>> START DATA LISTING

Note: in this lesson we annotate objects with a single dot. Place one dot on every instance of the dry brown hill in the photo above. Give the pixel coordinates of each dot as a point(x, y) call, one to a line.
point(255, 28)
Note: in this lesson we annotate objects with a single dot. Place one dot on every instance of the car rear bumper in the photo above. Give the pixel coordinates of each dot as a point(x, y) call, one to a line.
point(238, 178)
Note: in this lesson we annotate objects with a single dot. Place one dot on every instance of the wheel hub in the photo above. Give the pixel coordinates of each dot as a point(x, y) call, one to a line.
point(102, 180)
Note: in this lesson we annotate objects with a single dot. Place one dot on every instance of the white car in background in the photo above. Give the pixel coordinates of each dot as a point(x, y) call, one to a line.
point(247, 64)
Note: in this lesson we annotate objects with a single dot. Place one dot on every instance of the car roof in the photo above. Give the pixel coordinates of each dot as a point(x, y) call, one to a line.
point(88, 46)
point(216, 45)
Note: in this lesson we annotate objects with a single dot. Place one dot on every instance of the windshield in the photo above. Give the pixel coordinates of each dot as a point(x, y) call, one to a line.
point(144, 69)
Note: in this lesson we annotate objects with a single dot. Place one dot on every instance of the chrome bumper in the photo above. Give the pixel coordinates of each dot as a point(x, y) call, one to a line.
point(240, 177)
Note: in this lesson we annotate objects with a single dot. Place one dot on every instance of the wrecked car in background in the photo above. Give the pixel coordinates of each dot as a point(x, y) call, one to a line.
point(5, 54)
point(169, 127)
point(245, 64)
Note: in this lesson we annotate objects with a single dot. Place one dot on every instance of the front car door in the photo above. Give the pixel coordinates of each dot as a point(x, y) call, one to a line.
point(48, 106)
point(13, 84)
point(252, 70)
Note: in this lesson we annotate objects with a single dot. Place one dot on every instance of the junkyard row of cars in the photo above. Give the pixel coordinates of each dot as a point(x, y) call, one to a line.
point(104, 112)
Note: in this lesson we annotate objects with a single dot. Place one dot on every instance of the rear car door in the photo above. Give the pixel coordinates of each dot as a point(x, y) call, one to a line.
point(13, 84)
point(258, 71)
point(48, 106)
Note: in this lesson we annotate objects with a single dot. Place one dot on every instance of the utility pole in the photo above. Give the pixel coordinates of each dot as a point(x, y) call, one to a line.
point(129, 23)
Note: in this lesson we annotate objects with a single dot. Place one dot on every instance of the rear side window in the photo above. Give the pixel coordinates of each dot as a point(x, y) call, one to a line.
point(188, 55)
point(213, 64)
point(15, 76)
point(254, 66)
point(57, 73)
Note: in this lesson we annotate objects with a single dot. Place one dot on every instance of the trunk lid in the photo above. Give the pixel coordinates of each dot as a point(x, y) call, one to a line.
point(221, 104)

>> END DATA LISTING
>> START DATA LISTING

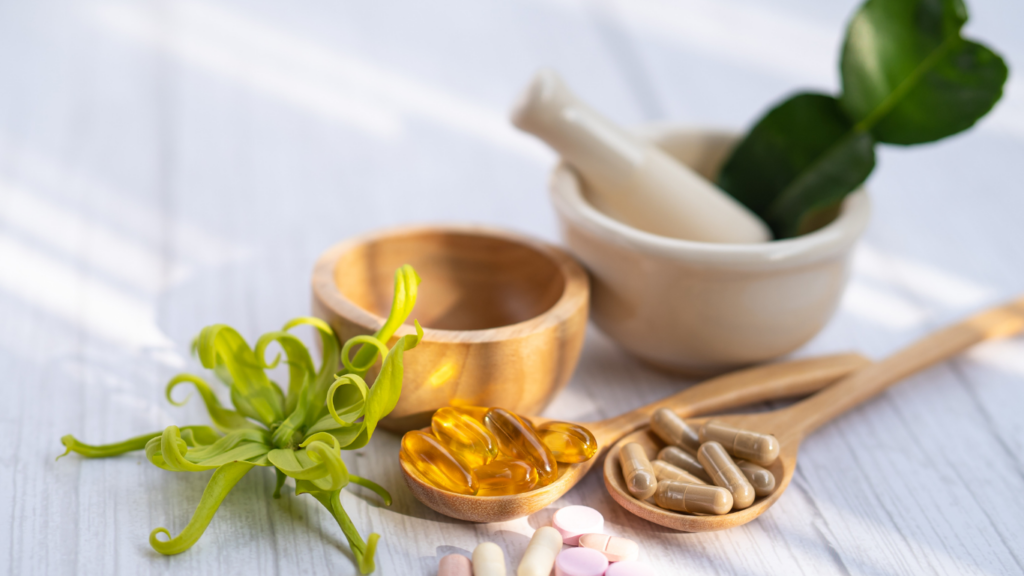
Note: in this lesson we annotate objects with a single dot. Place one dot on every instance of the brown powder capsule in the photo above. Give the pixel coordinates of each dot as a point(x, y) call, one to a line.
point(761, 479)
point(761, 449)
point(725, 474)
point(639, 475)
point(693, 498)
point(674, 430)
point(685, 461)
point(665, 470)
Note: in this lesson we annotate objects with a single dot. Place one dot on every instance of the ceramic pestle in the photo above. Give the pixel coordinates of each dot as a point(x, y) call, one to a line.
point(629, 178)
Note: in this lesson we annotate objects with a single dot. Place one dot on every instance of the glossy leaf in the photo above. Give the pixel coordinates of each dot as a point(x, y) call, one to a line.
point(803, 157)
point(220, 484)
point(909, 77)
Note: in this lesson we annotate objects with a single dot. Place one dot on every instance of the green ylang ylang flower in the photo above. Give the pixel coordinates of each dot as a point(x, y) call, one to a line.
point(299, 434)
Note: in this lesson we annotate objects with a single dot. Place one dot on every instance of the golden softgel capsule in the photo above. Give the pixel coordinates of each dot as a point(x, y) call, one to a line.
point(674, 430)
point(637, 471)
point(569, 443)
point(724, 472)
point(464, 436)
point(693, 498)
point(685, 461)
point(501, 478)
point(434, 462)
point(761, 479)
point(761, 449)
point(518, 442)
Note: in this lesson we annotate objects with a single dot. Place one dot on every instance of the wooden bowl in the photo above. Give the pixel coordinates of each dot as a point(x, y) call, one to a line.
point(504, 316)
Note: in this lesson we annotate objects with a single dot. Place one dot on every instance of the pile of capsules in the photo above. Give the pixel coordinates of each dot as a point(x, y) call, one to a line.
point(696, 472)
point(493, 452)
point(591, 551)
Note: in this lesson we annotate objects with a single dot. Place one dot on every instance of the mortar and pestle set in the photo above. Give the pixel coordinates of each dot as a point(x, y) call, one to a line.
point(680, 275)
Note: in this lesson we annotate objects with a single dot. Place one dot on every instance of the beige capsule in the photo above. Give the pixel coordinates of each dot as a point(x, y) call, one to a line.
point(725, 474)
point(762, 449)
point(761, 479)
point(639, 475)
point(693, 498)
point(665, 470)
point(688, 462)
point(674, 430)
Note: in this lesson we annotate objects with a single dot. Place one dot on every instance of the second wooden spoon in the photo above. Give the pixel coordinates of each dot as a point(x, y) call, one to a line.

>> END DATA LISTING

_SHORT PROBLEM_
Put the lines from the one containing "of the junkyard" through the one containing "point(104, 112)", inclusive, into a Markdown table with the columns Number and Text, leaving out any blank lines.

_SOLUTION FOR THIS EXERCISE_
| Number | Text |
|---|---|
| 1 | Note: in this lesson we annotate objects with a single dot. Place one dot on every instance of the junkyard row of cars in the photo above. Give the pixel coordinates of each dot as a point(x, y) call, one to a line. |
| 2 | point(104, 112) |